> Consignes
**A.** Recopiez fidèlement le passage de l'extrait sur le sport féminin qui commence par « Maïva Hamadouche: Oui, on » et va jusqu'à « tous les jours. ».
**B.** Donnez le nom de chacune des athlètes présentées dans l'extrait sur le sport féminin.

> Extrait du texte
----------

En cette journée mondiale du sport féminin, So good remet en lumière les interviews inspirantes de cinq athlètes françaises qui, d’une façon ou d’une autre, combattent les stéréotypes de genre, parfois en dépit de leur repos ou de leur carrière. Car qu’importe les ceintures, certains adversaires ne finissent jamais au tapis. Ceux-ci s’appellent féminicide, harcèlement, érosion ou discrimination. Mais comment gère-t-on ses engagements et une carrière de haut niveau?
Réponses avec Clarisse Agbegnenou, quintuple championne du monde et d’Europe de judo et marraine de l’association SOS Préma, Johanne Defay, surfeuse professionnelle, numéro 2 mondiale, triple championne d’Europe junior et membre de l’association WSL-PURE, Nantenin Keita, championne paralympique sur 400 mètres aux Jeux paralympiques d’été de 2016 à Rio et patronne de l’association Salif et Nantenin Keita, Mélina Robert-Michon, vice-championne olympique du lancer de disque à Rio en 2016, double championne du monde et doyenne des Français aux JO et Maïva Hamadouche, sextuple championne du monde de boxe IBF, policière au sein de la direction centrale du recrutement et de la formation de la police nationale (DRCFPN) et engagée dans la lutte contre les violences conjugales.
Est-ce que vous vous voyez comme des “athlètes engagées”?
Maïva Hamadouche: Oui, on est un exemple à suivre pour les jeunes, donc c’est bien pour un sportif d’être engagé. Moi, c’est le nombre de féminicides en constante augmentation qui m’inquiète. On se sent vraiment impuissants face à cette montée, parce qu’on a beau mettre des bracelets anti-rapprochement, des mesures conservatoires ou de protection pour les femmes victimes de violences conjugales, on n’arrive pas à endiguer l’hémorragie. En plus, elle augmente avec le temps et les circonstances, le confinement, par exemple. Il n’y a qu’à regarder les infos: on en entend parler tous les jours.
Mélina Robert-Michon: Moi, j’aurais tendance à dire non, parce qu’il y a plein de causes que j’aimerais défendre pour lesquelles je n’ai pas le temps. Et en même temps oui, car ne serait-ce que parler de certaines d’entre elles, c’est déjà une manière de les faire avancer. Mais c’est mon côté athlète qui veut en faire plus!

----------

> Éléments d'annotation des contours
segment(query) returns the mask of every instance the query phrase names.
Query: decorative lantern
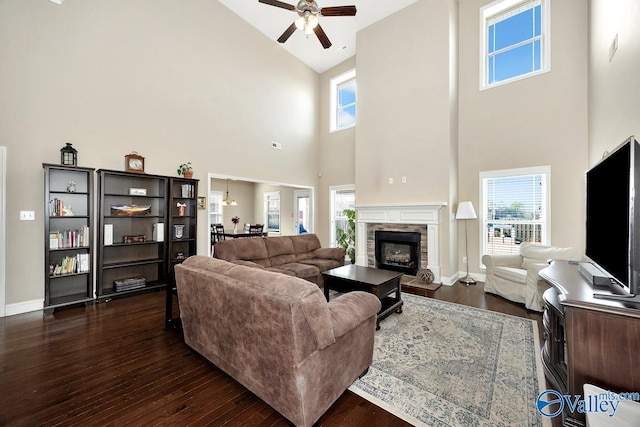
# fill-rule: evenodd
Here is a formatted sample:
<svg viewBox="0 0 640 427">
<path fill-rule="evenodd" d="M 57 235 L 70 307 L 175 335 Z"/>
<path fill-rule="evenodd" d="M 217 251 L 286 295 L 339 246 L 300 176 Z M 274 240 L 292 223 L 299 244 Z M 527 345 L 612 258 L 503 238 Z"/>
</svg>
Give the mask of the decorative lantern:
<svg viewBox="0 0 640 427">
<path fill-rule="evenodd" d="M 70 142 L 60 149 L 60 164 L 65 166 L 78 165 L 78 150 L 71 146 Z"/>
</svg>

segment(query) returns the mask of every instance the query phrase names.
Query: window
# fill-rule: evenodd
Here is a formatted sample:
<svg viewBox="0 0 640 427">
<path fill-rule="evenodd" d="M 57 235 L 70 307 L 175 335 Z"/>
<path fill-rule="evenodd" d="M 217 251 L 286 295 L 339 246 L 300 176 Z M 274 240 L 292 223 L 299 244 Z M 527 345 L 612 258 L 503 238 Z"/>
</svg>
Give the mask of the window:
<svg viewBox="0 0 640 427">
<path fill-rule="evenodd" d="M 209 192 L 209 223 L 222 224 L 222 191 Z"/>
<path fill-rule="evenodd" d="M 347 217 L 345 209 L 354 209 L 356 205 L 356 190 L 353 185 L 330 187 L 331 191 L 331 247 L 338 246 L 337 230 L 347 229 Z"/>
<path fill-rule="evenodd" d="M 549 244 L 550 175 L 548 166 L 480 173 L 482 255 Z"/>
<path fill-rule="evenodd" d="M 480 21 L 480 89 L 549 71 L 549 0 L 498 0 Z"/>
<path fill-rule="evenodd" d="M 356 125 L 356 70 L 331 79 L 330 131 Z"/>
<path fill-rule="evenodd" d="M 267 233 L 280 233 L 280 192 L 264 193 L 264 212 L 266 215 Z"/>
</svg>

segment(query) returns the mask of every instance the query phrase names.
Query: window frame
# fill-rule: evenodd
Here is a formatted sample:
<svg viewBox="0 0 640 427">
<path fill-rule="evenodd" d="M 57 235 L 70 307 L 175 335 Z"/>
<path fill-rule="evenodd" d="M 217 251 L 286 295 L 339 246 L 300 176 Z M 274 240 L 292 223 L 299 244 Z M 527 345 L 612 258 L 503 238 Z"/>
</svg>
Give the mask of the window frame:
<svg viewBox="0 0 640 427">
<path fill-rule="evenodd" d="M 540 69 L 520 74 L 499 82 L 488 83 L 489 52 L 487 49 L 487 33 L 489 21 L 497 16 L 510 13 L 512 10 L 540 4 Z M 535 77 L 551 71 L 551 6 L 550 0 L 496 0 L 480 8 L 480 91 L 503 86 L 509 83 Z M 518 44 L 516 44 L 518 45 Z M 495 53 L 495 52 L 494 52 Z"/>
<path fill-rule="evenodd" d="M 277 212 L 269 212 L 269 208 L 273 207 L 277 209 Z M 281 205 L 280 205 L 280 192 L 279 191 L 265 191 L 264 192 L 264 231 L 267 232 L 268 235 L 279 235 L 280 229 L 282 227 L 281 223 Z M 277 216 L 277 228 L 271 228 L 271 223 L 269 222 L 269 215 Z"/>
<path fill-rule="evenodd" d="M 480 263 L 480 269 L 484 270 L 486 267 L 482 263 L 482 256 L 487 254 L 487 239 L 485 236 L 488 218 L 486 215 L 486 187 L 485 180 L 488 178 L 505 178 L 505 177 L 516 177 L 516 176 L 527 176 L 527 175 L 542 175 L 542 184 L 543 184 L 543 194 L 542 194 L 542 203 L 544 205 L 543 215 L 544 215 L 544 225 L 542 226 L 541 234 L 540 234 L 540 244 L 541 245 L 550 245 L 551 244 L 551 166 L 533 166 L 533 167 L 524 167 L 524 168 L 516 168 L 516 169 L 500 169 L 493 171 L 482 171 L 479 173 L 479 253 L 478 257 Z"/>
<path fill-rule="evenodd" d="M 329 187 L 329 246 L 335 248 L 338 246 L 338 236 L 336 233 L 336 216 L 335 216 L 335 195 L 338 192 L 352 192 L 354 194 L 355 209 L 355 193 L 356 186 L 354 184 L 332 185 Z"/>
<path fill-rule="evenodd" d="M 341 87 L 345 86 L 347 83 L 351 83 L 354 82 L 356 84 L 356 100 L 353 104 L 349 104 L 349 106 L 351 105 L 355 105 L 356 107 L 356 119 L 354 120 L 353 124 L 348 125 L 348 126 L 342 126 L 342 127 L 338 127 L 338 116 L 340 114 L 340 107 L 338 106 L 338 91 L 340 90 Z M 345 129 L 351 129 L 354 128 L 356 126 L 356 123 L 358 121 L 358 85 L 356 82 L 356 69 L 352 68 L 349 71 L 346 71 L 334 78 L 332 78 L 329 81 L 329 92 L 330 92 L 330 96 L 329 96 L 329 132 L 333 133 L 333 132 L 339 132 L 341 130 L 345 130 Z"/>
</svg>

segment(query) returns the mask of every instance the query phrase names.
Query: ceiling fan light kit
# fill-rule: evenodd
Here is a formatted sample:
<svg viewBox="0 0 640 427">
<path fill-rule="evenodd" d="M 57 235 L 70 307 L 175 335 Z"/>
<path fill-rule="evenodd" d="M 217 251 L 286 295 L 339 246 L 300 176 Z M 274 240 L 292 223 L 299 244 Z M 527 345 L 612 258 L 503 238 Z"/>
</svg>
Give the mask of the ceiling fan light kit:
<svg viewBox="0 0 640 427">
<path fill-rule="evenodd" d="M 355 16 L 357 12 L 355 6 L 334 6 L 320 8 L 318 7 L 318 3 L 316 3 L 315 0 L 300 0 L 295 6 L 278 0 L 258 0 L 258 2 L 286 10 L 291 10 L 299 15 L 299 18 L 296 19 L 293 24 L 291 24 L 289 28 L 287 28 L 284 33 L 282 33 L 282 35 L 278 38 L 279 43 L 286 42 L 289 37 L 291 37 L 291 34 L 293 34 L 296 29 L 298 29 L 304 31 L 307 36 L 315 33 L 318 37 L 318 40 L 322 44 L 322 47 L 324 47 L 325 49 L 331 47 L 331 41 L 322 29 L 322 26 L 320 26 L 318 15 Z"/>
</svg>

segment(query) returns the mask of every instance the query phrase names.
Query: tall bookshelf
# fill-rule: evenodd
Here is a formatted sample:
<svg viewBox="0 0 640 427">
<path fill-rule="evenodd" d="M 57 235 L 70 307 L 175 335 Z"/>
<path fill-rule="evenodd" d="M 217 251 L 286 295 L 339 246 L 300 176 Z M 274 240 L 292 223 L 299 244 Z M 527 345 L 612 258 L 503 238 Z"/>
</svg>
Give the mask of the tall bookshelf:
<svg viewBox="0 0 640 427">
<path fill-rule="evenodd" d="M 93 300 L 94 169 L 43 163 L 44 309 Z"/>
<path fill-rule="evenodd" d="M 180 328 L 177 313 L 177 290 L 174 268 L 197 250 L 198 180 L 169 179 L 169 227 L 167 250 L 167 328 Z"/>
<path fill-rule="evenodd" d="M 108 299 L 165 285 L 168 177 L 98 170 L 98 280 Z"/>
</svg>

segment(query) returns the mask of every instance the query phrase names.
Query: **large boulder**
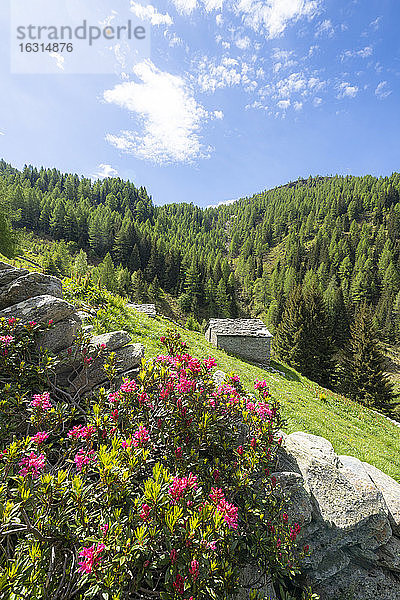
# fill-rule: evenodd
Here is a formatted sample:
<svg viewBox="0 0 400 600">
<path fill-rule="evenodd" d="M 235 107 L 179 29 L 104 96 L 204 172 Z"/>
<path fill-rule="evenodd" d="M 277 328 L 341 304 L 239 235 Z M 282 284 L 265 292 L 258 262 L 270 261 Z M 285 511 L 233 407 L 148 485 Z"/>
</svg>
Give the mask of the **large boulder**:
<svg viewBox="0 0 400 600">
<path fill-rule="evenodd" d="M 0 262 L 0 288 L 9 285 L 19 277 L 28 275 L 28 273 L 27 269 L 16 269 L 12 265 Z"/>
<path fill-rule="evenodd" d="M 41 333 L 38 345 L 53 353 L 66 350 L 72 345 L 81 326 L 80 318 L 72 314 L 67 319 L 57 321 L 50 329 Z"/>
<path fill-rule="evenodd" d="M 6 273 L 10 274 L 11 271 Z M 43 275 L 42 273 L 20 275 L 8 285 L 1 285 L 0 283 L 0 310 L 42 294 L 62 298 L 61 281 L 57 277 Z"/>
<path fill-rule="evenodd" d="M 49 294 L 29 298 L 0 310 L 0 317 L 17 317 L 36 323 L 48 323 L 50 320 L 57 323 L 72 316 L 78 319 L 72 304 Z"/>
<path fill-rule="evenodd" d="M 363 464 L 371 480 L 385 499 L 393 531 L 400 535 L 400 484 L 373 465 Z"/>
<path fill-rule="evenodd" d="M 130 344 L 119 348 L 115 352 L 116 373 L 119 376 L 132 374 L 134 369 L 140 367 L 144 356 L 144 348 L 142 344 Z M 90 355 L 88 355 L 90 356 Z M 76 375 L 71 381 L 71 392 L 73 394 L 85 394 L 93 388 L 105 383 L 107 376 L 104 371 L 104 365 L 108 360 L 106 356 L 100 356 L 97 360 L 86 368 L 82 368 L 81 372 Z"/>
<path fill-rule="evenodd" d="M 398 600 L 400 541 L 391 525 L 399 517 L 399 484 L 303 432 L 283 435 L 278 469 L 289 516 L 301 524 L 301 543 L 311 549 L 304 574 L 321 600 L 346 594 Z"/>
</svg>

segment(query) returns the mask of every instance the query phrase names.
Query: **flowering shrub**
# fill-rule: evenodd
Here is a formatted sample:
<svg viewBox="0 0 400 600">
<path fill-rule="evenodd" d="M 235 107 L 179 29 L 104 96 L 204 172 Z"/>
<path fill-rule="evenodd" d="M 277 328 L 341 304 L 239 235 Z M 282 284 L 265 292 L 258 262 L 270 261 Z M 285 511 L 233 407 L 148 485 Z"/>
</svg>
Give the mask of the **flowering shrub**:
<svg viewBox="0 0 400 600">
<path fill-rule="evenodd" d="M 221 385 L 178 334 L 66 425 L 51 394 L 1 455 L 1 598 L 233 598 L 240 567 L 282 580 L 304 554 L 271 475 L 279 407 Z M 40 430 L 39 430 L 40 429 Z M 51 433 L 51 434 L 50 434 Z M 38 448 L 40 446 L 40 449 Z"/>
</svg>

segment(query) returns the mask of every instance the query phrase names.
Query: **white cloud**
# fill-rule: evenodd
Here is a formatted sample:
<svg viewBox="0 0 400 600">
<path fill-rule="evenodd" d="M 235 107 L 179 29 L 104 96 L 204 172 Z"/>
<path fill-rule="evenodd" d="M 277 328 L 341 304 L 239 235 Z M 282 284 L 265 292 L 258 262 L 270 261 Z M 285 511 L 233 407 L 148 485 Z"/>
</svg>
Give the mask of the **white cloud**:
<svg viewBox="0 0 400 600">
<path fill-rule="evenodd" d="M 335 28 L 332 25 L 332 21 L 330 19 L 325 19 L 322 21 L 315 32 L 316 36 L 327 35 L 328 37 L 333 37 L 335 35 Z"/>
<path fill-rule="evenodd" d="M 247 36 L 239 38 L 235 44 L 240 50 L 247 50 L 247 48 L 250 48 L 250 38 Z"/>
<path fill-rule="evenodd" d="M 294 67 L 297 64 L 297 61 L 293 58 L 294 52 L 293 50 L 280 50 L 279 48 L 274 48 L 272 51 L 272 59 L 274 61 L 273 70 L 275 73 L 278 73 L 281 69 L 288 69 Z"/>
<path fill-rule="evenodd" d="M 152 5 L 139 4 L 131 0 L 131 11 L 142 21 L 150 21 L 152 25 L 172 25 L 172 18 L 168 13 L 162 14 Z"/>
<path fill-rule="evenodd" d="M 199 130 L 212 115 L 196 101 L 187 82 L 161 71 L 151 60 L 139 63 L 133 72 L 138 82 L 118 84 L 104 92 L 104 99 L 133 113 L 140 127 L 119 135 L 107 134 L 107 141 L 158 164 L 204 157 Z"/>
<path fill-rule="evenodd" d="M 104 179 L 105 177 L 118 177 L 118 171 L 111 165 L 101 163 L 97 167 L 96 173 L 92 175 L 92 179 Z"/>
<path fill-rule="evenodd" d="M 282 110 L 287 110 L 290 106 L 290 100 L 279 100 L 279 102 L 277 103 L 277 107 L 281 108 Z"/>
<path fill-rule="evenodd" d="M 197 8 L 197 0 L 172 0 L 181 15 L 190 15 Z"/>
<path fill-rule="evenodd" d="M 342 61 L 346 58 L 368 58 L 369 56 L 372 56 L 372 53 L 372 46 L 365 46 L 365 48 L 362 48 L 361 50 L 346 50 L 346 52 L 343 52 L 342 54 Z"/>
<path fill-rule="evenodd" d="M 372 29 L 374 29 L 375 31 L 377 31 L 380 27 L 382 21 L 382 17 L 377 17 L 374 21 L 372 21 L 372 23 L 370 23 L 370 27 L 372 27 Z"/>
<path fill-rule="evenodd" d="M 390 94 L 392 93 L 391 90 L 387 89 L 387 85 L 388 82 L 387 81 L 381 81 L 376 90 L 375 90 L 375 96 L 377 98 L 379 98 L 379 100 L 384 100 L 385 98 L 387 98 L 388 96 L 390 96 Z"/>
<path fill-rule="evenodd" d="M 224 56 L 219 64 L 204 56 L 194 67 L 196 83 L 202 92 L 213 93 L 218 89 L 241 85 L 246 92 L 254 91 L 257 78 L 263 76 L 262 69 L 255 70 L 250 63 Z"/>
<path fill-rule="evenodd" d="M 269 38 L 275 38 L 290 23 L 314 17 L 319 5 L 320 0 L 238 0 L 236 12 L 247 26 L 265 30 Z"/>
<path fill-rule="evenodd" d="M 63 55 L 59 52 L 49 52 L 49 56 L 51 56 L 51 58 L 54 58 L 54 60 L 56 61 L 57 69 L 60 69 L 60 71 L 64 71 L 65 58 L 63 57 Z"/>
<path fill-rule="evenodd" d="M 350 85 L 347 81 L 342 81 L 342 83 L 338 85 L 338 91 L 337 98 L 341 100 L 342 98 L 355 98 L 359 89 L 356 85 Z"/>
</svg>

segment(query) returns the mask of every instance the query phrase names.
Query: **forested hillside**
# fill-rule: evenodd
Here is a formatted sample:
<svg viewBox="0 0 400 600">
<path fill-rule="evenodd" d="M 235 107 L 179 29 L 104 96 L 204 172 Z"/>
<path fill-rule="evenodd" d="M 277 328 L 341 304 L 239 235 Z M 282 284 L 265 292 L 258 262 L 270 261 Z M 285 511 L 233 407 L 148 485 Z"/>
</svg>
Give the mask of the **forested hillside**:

----------

> Réponses attendues
**A.**
Maïva Hamadouche: Oui, on est un exemple à suivre pour les jeunes, donc c’est bien pour un sportif d’être engagé. Moi, c’est le nombre de féminicides en constante augmentation qui m’inquiète. On se sent vraiment impuissants face à cette montée, parce qu’on a beau mettre des bracelets anti-rapprochement, des mesures conservatoires ou de protection pour les femmes victimes de violences conjugales, on n’arrive pas à endiguer l’hémorragie. En plus, elle augmente avec le temps et les circonstances, le confinement, par exemple. Il n’y a qu’à regarder les infos: on en entend parler tous les jours.

**B.** Clarisse Agbegnenou, Johanne Defay, Nantenin Keita, Mélina Robert-Michon, Maïva Hamadouche